◆ **WHAT YOU NEED TO DO**: Look through the entries below and show every line containing the word "wheel".

####

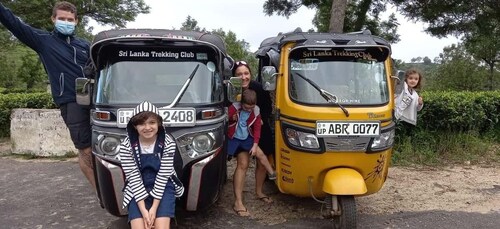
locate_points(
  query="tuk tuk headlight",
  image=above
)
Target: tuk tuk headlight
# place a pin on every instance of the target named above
(384, 140)
(200, 144)
(301, 139)
(108, 145)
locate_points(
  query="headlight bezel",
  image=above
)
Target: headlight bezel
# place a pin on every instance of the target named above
(105, 138)
(185, 143)
(299, 131)
(384, 141)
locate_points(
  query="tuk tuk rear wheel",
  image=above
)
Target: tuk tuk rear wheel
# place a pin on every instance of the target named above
(347, 218)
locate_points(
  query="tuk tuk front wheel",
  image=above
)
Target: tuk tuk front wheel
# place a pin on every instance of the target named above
(347, 208)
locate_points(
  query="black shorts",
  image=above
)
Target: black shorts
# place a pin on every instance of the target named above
(77, 119)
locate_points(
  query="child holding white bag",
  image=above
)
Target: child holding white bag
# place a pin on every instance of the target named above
(408, 102)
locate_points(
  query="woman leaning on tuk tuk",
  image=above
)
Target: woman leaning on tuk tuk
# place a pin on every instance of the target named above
(242, 69)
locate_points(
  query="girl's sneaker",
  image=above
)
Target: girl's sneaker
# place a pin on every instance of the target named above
(272, 176)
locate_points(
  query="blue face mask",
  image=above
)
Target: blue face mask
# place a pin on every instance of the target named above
(65, 27)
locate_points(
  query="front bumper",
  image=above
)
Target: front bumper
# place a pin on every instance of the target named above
(202, 179)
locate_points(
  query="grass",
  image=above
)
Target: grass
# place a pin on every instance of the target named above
(443, 148)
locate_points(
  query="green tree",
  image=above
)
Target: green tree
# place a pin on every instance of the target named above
(476, 22)
(191, 25)
(37, 13)
(427, 60)
(236, 48)
(359, 15)
(31, 71)
(487, 49)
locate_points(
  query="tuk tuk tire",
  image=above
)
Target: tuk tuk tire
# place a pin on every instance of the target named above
(347, 218)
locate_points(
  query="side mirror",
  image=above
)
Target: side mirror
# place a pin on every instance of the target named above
(269, 78)
(83, 90)
(234, 89)
(228, 67)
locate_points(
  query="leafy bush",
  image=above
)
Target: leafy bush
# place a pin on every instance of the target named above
(12, 101)
(460, 111)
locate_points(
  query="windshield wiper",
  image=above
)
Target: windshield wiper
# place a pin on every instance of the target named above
(184, 88)
(329, 97)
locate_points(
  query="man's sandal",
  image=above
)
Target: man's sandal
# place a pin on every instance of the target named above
(242, 212)
(266, 199)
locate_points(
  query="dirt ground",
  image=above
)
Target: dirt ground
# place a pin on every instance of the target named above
(453, 188)
(463, 188)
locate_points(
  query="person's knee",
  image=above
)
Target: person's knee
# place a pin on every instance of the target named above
(242, 162)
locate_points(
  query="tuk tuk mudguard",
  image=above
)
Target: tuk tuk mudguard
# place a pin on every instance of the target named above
(344, 181)
(339, 164)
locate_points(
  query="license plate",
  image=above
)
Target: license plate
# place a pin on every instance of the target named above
(335, 129)
(171, 116)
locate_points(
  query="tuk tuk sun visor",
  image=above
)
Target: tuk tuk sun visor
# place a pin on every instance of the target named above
(350, 76)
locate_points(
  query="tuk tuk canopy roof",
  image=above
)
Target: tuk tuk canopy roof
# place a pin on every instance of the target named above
(363, 38)
(108, 36)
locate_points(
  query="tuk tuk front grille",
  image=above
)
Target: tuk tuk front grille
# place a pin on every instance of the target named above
(346, 144)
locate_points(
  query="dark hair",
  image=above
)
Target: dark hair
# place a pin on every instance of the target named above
(64, 6)
(249, 97)
(412, 71)
(240, 63)
(142, 117)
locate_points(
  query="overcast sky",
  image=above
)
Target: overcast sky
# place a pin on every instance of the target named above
(247, 20)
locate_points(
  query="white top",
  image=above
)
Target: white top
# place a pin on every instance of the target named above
(407, 105)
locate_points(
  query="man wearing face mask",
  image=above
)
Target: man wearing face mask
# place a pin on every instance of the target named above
(63, 56)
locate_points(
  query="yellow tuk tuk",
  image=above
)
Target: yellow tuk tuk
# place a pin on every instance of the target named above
(333, 116)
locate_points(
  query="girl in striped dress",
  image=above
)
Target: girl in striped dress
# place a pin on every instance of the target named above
(147, 157)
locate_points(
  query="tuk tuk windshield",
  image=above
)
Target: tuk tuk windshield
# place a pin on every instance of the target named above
(131, 82)
(355, 78)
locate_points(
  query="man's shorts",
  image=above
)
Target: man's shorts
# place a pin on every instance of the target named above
(77, 119)
(234, 145)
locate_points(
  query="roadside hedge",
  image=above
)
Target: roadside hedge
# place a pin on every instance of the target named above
(460, 111)
(21, 100)
(443, 111)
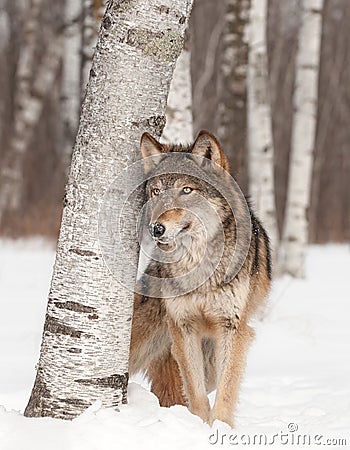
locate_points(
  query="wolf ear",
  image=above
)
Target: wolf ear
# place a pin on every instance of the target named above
(150, 147)
(207, 146)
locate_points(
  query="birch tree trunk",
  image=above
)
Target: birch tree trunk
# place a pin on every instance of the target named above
(29, 101)
(260, 142)
(71, 97)
(11, 167)
(179, 124)
(232, 89)
(85, 344)
(303, 138)
(92, 15)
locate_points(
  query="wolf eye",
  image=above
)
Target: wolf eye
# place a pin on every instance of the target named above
(187, 190)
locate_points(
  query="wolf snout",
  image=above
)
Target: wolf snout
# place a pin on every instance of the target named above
(156, 229)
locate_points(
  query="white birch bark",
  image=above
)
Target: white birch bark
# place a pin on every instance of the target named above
(179, 125)
(232, 88)
(260, 143)
(92, 15)
(295, 235)
(85, 345)
(72, 55)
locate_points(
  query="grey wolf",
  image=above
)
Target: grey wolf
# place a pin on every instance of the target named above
(194, 342)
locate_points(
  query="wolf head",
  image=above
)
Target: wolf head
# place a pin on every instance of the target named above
(181, 202)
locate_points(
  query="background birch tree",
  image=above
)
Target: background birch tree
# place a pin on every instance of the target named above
(179, 125)
(295, 236)
(260, 140)
(85, 345)
(232, 88)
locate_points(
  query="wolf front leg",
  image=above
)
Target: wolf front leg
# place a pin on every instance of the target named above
(232, 343)
(187, 350)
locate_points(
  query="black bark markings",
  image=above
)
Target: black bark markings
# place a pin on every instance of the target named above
(82, 252)
(115, 381)
(75, 306)
(52, 325)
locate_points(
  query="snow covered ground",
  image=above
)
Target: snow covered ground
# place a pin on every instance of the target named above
(297, 381)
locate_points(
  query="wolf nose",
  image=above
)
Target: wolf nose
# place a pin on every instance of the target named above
(157, 229)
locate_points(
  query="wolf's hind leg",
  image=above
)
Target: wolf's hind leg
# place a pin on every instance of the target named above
(166, 381)
(232, 344)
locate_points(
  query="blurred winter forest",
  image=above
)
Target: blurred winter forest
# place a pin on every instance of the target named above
(46, 48)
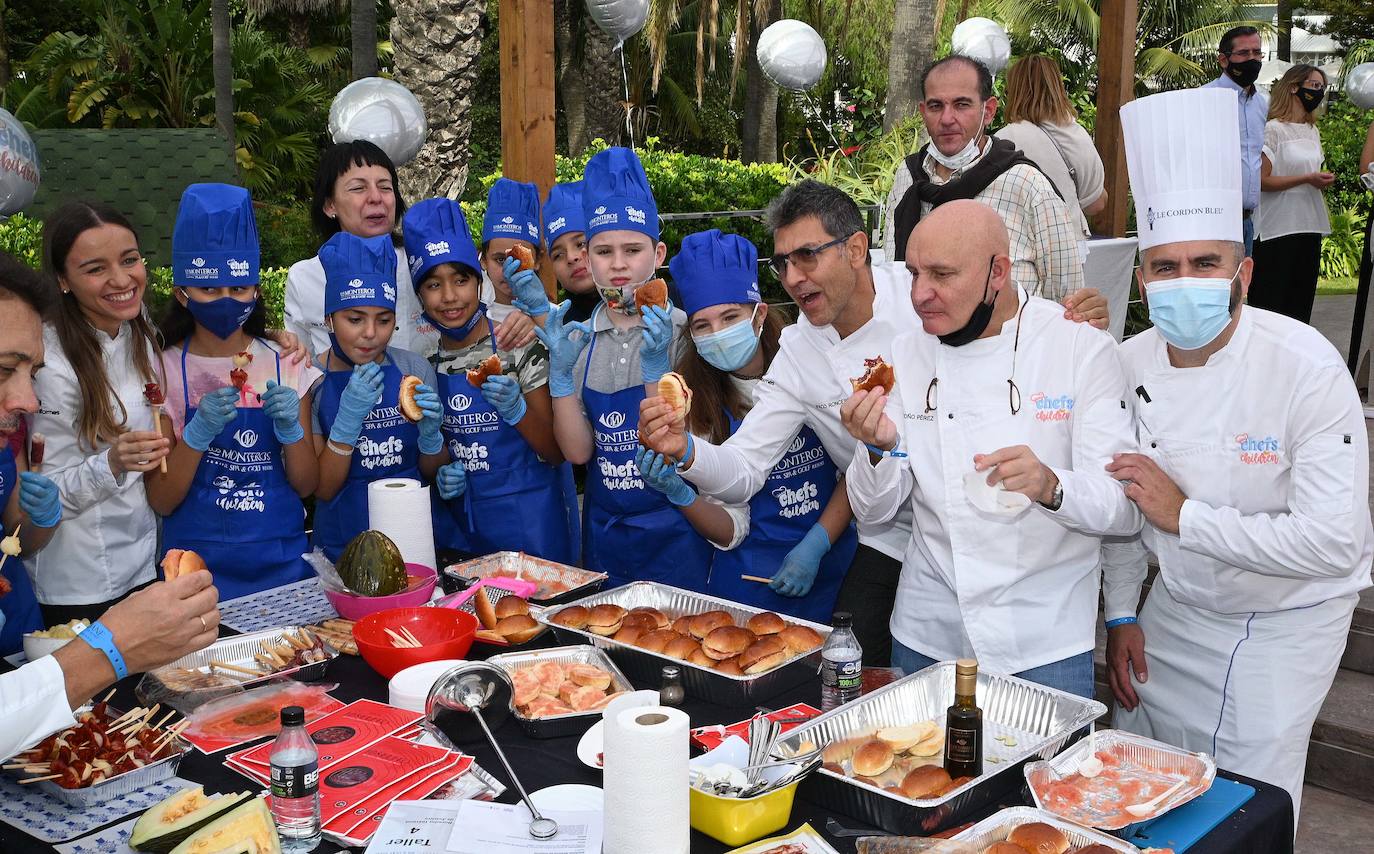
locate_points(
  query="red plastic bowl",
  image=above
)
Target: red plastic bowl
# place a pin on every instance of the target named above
(443, 633)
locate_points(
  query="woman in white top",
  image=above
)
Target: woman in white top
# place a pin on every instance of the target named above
(1292, 217)
(1042, 124)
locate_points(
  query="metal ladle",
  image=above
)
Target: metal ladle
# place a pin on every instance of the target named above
(456, 699)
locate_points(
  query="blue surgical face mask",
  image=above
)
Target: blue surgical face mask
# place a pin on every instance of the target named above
(730, 349)
(1190, 312)
(223, 316)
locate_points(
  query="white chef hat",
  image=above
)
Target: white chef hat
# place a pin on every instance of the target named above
(1183, 154)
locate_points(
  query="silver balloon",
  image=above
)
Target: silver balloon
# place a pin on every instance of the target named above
(618, 18)
(18, 165)
(792, 54)
(381, 111)
(984, 40)
(1359, 85)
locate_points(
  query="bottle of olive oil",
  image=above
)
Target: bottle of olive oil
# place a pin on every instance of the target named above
(963, 724)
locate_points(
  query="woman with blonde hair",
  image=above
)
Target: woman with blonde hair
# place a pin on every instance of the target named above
(1043, 124)
(1292, 217)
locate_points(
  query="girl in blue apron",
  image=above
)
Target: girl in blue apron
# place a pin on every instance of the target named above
(241, 462)
(36, 510)
(359, 429)
(601, 370)
(504, 490)
(798, 526)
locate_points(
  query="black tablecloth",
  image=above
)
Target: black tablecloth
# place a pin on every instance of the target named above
(1263, 825)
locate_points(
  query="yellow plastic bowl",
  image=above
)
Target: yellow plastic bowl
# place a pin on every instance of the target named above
(734, 821)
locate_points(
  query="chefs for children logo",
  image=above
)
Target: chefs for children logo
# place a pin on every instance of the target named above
(1051, 408)
(1257, 451)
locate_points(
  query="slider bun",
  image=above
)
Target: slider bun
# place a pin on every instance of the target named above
(573, 617)
(764, 654)
(925, 781)
(1039, 838)
(727, 641)
(766, 624)
(871, 758)
(511, 606)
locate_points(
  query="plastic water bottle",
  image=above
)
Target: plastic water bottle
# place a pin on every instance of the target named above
(296, 784)
(841, 663)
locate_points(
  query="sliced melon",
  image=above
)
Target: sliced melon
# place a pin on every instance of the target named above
(168, 823)
(246, 829)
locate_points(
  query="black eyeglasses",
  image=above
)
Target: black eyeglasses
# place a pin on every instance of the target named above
(803, 258)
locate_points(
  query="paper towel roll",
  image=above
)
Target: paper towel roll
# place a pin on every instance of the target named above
(647, 809)
(400, 508)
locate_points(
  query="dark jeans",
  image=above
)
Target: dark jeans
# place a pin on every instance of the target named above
(869, 592)
(1285, 275)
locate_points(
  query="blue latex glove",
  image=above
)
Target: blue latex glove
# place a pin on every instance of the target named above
(564, 348)
(39, 497)
(283, 405)
(506, 398)
(212, 415)
(452, 481)
(660, 474)
(803, 562)
(526, 289)
(658, 334)
(360, 394)
(433, 419)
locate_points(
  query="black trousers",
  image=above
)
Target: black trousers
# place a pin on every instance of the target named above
(869, 592)
(1285, 275)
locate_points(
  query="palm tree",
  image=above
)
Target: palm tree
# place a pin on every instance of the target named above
(436, 45)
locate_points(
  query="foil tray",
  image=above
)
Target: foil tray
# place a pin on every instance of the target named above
(996, 827)
(1040, 721)
(701, 683)
(576, 722)
(526, 567)
(1139, 758)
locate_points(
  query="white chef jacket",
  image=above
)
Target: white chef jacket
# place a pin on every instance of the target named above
(33, 705)
(305, 308)
(804, 386)
(1267, 441)
(107, 540)
(1018, 592)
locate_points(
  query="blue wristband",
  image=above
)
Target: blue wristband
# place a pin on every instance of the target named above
(100, 639)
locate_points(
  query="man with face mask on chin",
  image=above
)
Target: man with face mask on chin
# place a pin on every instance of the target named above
(1252, 474)
(995, 437)
(1241, 55)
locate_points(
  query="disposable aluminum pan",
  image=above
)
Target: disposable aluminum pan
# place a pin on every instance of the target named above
(1139, 758)
(576, 722)
(996, 827)
(701, 683)
(161, 687)
(1035, 721)
(575, 581)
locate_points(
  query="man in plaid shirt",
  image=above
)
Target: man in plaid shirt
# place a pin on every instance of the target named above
(963, 162)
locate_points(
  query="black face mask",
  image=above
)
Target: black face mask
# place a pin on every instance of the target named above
(1245, 73)
(978, 320)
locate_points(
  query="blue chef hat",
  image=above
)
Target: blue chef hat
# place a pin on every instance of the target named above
(712, 268)
(616, 195)
(436, 232)
(215, 240)
(511, 212)
(359, 272)
(564, 212)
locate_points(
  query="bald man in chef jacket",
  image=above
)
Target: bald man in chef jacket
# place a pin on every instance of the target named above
(1252, 474)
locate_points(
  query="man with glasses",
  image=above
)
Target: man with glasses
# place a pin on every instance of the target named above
(1241, 55)
(962, 162)
(995, 438)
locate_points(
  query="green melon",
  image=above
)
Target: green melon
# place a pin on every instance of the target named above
(373, 566)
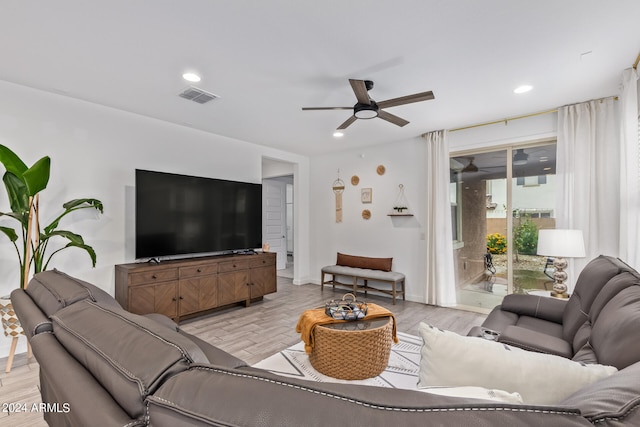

####

◆ **WRITTEN RESPONSE**:
  query="tuk tuk rear wheel",
Target: tuk tuk rear wheel
  query="tuk tuk front wheel",
Target: tuk tuk front wheel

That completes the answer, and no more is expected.